(Region labeling items)
++++++++++

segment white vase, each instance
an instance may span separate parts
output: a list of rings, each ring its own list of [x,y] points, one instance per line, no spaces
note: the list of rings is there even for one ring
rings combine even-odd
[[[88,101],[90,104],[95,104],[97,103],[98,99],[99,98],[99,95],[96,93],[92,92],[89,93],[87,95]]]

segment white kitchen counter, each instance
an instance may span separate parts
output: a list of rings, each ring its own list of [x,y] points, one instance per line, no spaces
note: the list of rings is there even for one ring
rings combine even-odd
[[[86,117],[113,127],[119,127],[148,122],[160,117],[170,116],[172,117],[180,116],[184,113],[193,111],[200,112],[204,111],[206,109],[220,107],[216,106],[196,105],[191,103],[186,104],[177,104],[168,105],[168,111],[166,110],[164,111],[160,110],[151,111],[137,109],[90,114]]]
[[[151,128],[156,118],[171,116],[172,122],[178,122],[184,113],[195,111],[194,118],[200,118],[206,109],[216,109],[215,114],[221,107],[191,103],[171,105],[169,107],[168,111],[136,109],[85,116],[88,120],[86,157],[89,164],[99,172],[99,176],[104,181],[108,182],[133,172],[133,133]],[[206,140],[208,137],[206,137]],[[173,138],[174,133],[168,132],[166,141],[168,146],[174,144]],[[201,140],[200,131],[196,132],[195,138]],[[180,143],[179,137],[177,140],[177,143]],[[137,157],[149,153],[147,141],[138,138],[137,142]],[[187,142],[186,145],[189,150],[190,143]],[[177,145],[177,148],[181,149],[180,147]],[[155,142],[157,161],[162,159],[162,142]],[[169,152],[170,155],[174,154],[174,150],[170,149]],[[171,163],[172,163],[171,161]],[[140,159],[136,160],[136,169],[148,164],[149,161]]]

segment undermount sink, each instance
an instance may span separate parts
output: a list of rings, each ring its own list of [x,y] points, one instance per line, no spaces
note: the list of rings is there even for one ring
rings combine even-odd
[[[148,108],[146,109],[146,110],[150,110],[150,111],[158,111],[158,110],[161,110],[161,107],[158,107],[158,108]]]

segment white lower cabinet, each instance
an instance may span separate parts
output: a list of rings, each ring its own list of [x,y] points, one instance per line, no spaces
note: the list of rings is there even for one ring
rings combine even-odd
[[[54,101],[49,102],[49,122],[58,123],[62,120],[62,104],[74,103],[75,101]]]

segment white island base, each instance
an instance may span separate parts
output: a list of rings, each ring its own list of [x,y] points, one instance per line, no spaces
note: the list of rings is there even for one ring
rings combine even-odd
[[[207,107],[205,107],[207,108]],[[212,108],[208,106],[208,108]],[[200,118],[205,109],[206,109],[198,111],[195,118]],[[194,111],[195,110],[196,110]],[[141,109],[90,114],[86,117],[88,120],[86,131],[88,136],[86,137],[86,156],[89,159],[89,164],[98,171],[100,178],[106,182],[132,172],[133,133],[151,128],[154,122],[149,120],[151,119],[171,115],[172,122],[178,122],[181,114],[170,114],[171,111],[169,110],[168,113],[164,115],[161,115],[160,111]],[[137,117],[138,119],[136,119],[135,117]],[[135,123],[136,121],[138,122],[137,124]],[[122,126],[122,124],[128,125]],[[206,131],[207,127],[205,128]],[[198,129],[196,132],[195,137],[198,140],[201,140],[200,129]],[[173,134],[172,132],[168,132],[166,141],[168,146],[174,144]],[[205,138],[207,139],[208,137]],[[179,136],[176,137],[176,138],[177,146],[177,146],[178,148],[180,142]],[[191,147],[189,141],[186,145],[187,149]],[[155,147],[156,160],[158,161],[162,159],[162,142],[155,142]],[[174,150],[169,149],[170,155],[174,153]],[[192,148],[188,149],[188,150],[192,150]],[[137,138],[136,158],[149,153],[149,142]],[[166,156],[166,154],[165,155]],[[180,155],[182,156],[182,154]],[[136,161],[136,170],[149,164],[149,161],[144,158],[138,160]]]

++++++++++

Reproduce every item above verbatim, line by line, with no changes.

**TASK OUTPUT**
segment white vase, each instance
an instance may span separate parts
output: a list of rings, each ring its own list of [x,y] points, one instance per line, no spaces
note: the list of rings is there even for one ring
rings combine even-odd
[[[88,101],[90,104],[95,104],[97,103],[98,99],[99,98],[99,95],[96,93],[92,92],[89,93],[87,95]]]

segment white kitchen counter, each instance
an instance may span separate parts
output: a list of rings, each ring its own list of [x,y] points, one instance per line, no spaces
note: the list of rings is there even for one ring
rings combine even-odd
[[[86,117],[113,127],[119,127],[148,122],[160,117],[170,116],[172,117],[180,116],[184,113],[193,111],[200,112],[204,111],[206,109],[220,107],[216,106],[196,105],[191,103],[186,104],[177,104],[168,105],[168,111],[166,110],[164,111],[160,110],[151,111],[137,109],[90,114]]]
[[[151,128],[156,118],[171,116],[172,122],[178,122],[184,113],[195,111],[194,118],[200,118],[206,109],[216,109],[215,114],[221,107],[191,103],[171,105],[169,107],[168,111],[136,109],[85,116],[88,120],[86,157],[89,164],[99,172],[99,176],[104,181],[108,182],[133,172],[133,133]],[[206,140],[208,137],[206,137]],[[173,138],[174,133],[168,132],[166,141],[168,146],[174,144]],[[201,140],[200,131],[196,132],[195,138]],[[180,143],[179,137],[177,140],[177,143]],[[137,157],[149,153],[147,141],[138,138],[137,142]],[[187,142],[186,145],[189,150],[190,143]],[[177,145],[177,148],[181,149],[180,147]],[[155,142],[157,161],[162,159],[162,142]],[[169,152],[170,155],[174,154],[174,150],[170,149]],[[171,163],[172,163],[171,161]],[[140,159],[136,160],[136,169],[148,164],[149,161]]]

segment undermount sink, each instance
an instance may span separate parts
output: a list of rings, each ring its own list of [x,y] points, one instance per line, no spaces
note: the list of rings is there even for one ring
rings combine even-odd
[[[148,108],[146,109],[146,110],[150,110],[150,111],[158,111],[158,110],[161,110],[161,107],[158,107],[158,108]]]

segment white lower cabinet, each instance
an instance may span separate parts
output: a list of rings, each ring its own list of [x,y] points, one instance per line, no spaces
note: the list of rings is there even for one ring
rings combine even-odd
[[[54,101],[49,102],[49,122],[58,123],[62,120],[62,104],[74,103],[75,101]]]

segment white island base, each instance
an instance may span separate parts
output: a list of rings, each ring its own list of [x,y] points, one instance per line, no spaces
note: the list of rings is there even for one ring
rings combine even-odd
[[[207,107],[205,107],[207,108]],[[212,108],[208,106],[208,108]],[[200,118],[205,109],[206,109],[198,111],[195,118]],[[194,111],[195,110],[196,110]],[[141,109],[90,114],[86,117],[88,120],[86,131],[88,136],[86,137],[86,156],[89,159],[89,164],[98,171],[100,178],[106,182],[132,172],[133,133],[151,128],[154,122],[149,120],[151,119],[171,115],[172,122],[178,122],[181,114],[170,114],[171,111],[169,110],[168,113],[164,115],[161,115],[160,111]],[[137,117],[138,119],[136,119],[135,117]],[[135,123],[136,121],[138,122],[137,124]],[[122,126],[122,124],[128,125]],[[206,131],[207,127],[205,128]],[[198,129],[196,132],[195,137],[198,140],[201,140],[200,129]],[[173,134],[172,132],[168,132],[166,141],[168,146],[174,144]],[[205,138],[207,139],[208,137]],[[179,136],[176,137],[176,138],[177,146],[177,146],[178,148],[180,142]],[[191,147],[189,141],[186,145],[187,149]],[[155,147],[156,160],[158,161],[162,159],[162,142],[155,142]],[[174,150],[169,149],[170,155],[174,153]],[[192,148],[188,149],[188,150],[192,150]],[[137,138],[136,158],[149,153],[149,142]],[[166,156],[166,154],[165,155]],[[180,155],[182,156],[182,154]],[[136,161],[136,170],[149,164],[149,161],[144,158],[138,160]]]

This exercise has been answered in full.